-- REQUEST 1 --
In the records that follow the winter hiking report below, select every line containing the string "handle". Matching is case-sensitive.

-- TEXT SEGMENT --
Two-day Pemigewasset Loop Winter Hike

Summary
OwnerMITOC Gallery Administrator
Creation Date2004-09-16 00:34:59 UTC-0400
DescriptionTrip report: Winter Pemi Loop

Date: January 3-4, 2003

Participants: Dave Andersen, Robert Zeithammer

Written by Robert Zeithammer


"This is going to be a big one! Ten to twenty inches tonight, and
continuing into tomorrow". These are not the words you want to hear at 5:30
AM in Plymouth's Dunkin Donuts as you are parting with such gifts of
civilization like a heated room and the number two combo-meal. A Nor'easter
of that magnitude can swiftly erase all the broken trails in the mountains,
and turn an easy hike into a hard one. But what would it change a hard hike
into? We were about to find out!

When you look at the AMC map of the Whites, one obvious loop jumps out at
you, perhaps because of the darker green color of the Pemigewasset
Wilderness it encircles. Lovingly called "The Pemi Death March" and "The
Debilitation Trek" by previous parties, it connects ten 4000 ft. peaks
(with optional side-trips to a few more) on the Franconia, Garfield, Twin
and Bond ridges along its 32 mile course. In the summer, it has been done
as a single-push effort in 16 hours, but winter is a whole different game
(to refresh your memory of the 16-hour effort, see
http://graphics.lcs.mit.edu/~hbriceno/climb/franconia99/ ). We hoped it
could be done in two days as we packed a stove, pot, and one freeze-dried
dinner each for the planned single bivouac in sleeping bags. Expecting lots
of deep powder snow, we also brought along the largest snowshoes we could
find, and spent a long evening trying to eliminate all unnecessary gear
from our packs.

Data taken from a collection:
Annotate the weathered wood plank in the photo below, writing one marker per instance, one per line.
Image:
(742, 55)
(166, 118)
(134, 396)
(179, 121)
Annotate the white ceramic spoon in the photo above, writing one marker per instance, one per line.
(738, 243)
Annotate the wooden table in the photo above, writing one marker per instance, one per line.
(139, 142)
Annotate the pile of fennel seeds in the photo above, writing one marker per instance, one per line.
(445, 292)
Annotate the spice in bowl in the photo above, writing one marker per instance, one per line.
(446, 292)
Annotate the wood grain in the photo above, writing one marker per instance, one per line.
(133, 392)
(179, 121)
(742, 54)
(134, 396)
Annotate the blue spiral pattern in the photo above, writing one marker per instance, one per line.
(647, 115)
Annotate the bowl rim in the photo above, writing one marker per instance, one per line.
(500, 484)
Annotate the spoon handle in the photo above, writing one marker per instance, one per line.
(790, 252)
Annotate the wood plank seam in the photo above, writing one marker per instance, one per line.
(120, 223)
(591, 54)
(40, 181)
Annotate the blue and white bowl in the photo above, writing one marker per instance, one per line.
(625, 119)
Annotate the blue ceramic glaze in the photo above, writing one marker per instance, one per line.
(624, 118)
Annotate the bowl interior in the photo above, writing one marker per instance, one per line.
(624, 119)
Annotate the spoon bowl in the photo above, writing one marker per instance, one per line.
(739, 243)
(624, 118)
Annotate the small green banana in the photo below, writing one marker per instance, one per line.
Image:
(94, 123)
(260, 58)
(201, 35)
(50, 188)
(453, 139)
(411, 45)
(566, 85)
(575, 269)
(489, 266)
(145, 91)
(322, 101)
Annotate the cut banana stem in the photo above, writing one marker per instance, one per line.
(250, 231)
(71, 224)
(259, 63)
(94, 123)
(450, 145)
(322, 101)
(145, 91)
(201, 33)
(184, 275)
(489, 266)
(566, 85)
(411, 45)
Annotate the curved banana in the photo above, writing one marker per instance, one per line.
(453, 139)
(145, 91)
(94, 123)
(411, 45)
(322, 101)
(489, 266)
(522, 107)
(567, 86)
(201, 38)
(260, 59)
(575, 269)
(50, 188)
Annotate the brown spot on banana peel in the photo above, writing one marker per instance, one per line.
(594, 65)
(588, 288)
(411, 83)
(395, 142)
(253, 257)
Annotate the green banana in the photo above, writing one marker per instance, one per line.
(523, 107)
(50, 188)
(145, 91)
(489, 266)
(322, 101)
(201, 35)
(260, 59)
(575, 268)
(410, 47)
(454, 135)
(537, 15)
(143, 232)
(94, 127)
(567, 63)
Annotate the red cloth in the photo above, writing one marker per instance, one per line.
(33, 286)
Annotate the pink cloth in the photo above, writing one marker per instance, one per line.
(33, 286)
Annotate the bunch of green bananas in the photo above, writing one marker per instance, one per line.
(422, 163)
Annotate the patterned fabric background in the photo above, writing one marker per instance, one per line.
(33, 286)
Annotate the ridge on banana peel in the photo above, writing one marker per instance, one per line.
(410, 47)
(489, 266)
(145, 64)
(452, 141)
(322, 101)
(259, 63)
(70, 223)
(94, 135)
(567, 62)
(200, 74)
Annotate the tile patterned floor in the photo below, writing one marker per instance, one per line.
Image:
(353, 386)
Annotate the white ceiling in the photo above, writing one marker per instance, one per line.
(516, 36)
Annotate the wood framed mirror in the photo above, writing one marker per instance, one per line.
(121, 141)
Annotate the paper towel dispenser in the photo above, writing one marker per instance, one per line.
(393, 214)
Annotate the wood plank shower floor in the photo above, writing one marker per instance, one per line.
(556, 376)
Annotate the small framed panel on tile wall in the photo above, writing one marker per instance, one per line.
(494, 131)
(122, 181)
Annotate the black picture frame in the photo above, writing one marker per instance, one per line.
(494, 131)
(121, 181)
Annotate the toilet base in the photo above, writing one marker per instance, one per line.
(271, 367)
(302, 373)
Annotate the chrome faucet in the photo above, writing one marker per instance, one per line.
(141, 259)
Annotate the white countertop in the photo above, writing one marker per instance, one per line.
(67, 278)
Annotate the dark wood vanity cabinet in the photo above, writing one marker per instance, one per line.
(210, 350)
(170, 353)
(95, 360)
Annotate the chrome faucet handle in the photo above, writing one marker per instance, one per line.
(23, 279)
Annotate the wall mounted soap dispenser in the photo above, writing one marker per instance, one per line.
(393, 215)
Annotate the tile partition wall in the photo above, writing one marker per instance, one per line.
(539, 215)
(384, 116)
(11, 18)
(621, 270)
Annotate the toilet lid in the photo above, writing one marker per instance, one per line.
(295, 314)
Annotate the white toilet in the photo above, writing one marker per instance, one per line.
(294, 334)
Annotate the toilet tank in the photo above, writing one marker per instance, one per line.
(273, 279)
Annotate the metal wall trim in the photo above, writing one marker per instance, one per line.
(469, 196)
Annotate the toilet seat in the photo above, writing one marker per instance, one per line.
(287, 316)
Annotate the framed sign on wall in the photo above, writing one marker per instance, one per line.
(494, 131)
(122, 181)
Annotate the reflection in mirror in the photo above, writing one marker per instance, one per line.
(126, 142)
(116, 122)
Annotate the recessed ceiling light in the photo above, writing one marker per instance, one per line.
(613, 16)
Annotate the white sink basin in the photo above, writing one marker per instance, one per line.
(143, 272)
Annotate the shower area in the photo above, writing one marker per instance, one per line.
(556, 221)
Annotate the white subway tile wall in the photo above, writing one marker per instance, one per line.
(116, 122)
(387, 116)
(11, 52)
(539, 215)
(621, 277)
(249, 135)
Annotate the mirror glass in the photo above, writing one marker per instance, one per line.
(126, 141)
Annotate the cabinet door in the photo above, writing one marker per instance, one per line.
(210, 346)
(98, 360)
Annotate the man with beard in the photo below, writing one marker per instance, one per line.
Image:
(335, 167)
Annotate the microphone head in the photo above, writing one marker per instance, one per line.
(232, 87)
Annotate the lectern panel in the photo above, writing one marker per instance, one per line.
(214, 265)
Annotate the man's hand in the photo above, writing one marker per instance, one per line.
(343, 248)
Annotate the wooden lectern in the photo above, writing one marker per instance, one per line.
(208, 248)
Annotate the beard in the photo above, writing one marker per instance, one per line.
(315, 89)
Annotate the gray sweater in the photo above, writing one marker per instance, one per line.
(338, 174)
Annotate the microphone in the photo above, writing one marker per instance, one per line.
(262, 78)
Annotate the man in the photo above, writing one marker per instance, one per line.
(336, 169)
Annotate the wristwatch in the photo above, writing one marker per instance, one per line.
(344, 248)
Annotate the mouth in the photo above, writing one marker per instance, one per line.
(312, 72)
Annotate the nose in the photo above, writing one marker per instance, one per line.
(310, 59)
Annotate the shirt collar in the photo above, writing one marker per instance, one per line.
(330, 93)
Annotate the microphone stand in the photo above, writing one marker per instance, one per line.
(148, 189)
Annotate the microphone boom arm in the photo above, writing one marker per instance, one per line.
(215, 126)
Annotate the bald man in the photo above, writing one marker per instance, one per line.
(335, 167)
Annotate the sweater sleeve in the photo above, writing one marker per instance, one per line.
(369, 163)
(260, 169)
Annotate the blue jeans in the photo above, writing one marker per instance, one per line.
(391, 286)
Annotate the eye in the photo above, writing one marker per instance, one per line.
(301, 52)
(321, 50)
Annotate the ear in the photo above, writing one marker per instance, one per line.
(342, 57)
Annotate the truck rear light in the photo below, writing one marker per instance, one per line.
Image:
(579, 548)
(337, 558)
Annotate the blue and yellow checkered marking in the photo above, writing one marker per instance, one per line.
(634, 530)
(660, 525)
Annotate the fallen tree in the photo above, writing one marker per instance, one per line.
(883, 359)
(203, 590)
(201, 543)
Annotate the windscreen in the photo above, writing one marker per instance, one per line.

-- REQUEST 2 --
Write the next part of the winter Pemi Loop trip report, starting after its last sentence.

-- EXPECTED OUTPUT 1 --
Annotate the spoon handle in the photo above, writing one marker per instance, one per line.
Annotate the chrome faucet handle in the photo above, writing one marker per instance, one per line.

-- EXPECTED OUTPUT 2 --
The packs ended up weighing about 25 pounds as we started into the frigid
darkness of the Pemi Wilderness from Lincoln Woods around daybreak. The
Osseo trail was in perfect condition, so we soon (read "in 3 hours") stood
atop Mount Flume three thousand feet above our car, and enjoyed the
familiar view of the Franconia Ridge to the north and the Sandwich Range to
the south. But wait a minute, there was no Sandwich Range! Just a dark-gray
wall of clouds slowly creeping towards us. The trail was not broken beyond
Mount Liberty, but the snow was not deep enough to require snowshoes, so we
kept up the pace and tried to outrun the wall. Ahead of us was the
Franconia Ridge the key to the whole circuit because of its exposure to
the elements. It being January, we had imagined this sharp ridge covered in
packed snow, but the mountains presented us with rocks floating in a river
of solid ice, only the cairns suggested this was actually the trail. And to
the south, there was a dark wall of clouds about to erase Mount Flume from
our view. Getting to the top of Mount Lincoln was surprisingly easy despite
the ice, but friction was very much lacking as we stumbled down into the
col before Lafayette. There, the wall caught up with us and the views
disappeared and the wind picked up and we were miserable, walking with a
tilt so as not to be blown off the mountain. But the tallest mountain still
loomed ahead, so we literally ran up it, envious of the other hikers who
were about to head down to Greenleaf hut and their cosy warm cars.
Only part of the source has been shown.